----- Extract provided

Press Releases
Fact Sheet
BIOs
Photos
Menu Sample
Logo
Links
Contacts
Main Menu
ONE. midtown kitchen
Press Releases



06/01/07: ONE. midtown kitchen wants Atlantans to Make Sunday a ONE Day
12/11/06:
Tom Harvey Named Executive Chef of ONE. midtown kitchen
08/22/06: A Fresh Take On The Patio at ONE. Midtown Kitchen
07/16/03: Bottom's Up


Tom Harvey Named Executive Chef of ONE. midtown kitchen
New Chef Takes the Lead at Midtown’s Culinary Hotspot

Atlanta, Ga (December 11, 2006) – Executive Chef Tom Harvey has been appointed to lead the culinary team behind the lines at one of Atlanta’s most successful restaurants, ONE. midtown kitchen. Harvey will be working with owners Bob Amick and Todd Rushing to tweak the creative American menu, adding his personal touch to entice a new following of devoted diners as well as nurture the enthusiasm of ONE’s loyal patrons.

----------

Set exercise 1: List every release date shown in the index of press releases on the restaurant press page.
Set exercise 2: Reproduce everything in the restaurant press page from "Atlanta, Ga (December" down to "ONE’s loyal patrons.".
The lines after the restaurant press page are separate material.

----- Dataset extract

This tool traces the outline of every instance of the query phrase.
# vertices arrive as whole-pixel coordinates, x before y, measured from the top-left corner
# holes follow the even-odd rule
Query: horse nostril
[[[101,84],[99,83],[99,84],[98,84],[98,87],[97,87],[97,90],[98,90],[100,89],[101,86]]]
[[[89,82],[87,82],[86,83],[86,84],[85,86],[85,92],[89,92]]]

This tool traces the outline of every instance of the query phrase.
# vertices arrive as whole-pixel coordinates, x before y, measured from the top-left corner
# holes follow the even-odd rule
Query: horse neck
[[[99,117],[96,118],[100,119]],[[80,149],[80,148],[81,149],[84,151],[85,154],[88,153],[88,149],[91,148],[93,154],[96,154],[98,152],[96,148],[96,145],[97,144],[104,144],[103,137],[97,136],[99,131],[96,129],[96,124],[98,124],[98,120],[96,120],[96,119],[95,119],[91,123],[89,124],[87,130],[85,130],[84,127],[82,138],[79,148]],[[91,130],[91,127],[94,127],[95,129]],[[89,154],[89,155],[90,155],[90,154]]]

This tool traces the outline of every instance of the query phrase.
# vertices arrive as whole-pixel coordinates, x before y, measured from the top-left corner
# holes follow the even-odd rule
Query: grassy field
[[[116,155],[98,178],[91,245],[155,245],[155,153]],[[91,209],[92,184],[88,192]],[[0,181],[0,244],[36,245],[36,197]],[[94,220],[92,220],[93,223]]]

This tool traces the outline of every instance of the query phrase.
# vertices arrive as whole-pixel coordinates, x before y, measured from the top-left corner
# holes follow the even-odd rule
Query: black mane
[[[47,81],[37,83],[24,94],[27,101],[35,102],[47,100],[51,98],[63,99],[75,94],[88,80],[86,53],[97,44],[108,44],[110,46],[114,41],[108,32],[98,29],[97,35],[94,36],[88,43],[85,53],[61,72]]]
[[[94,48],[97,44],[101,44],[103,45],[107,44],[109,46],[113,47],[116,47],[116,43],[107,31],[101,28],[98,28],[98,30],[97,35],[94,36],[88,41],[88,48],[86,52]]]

----------

Reply 1: 06/01/07, 12/11/06, 08/22/06, 07/16/03

Reply 2:
Atlanta, Ga (December 11, 2006) – Executive Chef Tom Harvey has been appointed to lead the culinary team behind the lines at one of Atlanta’s most successful restaurants, ONE. midtown kitchen. Harvey will be working with owners Bob Amick and Todd Rushing to tweak the creative American menu, adding his personal touch to entice a new following of devoted diners as well as nurture the enthusiasm of ONE’s loyal patrons.